EXERCISE REQUIREMENTS
Go through the listing below and gather every line with the word "while".

DATA FOR THIS EXERCISE
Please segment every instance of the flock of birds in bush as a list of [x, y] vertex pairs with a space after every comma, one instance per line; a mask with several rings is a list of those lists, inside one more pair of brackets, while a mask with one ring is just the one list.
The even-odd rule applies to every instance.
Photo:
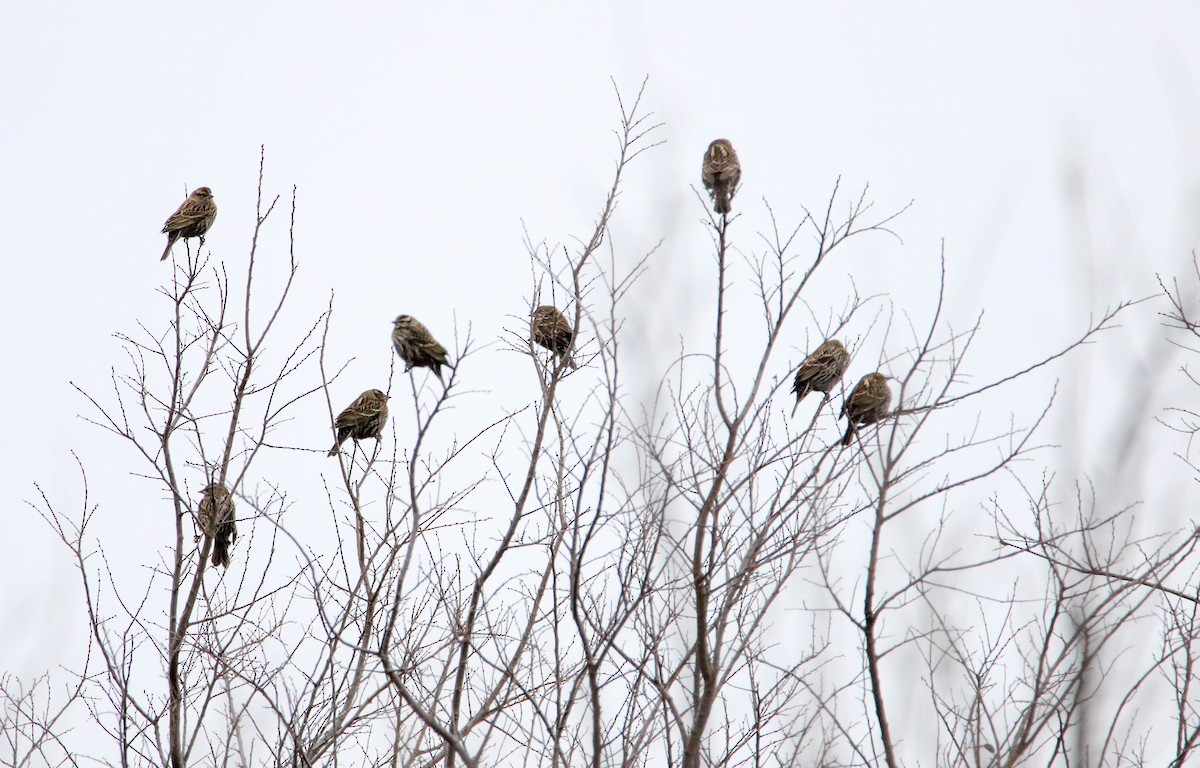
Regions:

--

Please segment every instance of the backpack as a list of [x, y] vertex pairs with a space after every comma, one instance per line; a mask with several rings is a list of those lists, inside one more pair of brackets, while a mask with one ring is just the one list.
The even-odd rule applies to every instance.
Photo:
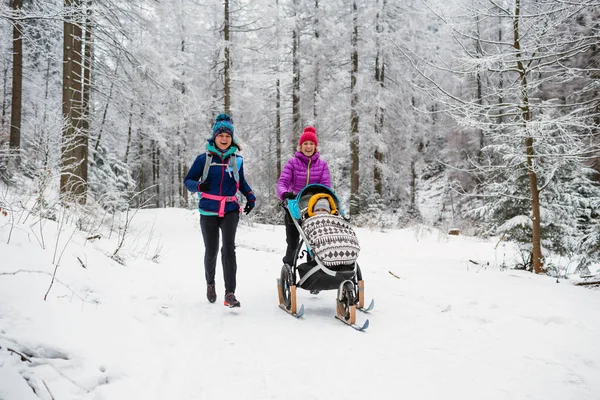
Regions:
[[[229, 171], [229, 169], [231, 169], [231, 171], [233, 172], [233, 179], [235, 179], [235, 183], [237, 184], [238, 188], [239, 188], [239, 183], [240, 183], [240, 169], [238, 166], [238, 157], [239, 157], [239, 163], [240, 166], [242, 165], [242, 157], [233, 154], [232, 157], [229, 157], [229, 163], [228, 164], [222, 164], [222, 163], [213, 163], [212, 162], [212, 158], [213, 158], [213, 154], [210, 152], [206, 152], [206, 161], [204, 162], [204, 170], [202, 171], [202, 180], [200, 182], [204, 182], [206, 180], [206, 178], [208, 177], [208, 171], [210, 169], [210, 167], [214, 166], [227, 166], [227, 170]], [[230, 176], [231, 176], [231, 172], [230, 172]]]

ANSWER TO THIS TASK
Please segment every instance of the flock of birds in bush as a list of [x, y] vertex pairs with a space after every comma, one instance per line; a mask with several rings is a list of those lists, inside one more pair of brackets, while a mask with one ring is just the one list.
Please segment every instance of the backpack as a list of [x, y] vertex pairs with a space after every comma, one instance per line; a mask with several rings is a list of those lists, inside one more pair of brackets, while a mask with one ring is just the one list.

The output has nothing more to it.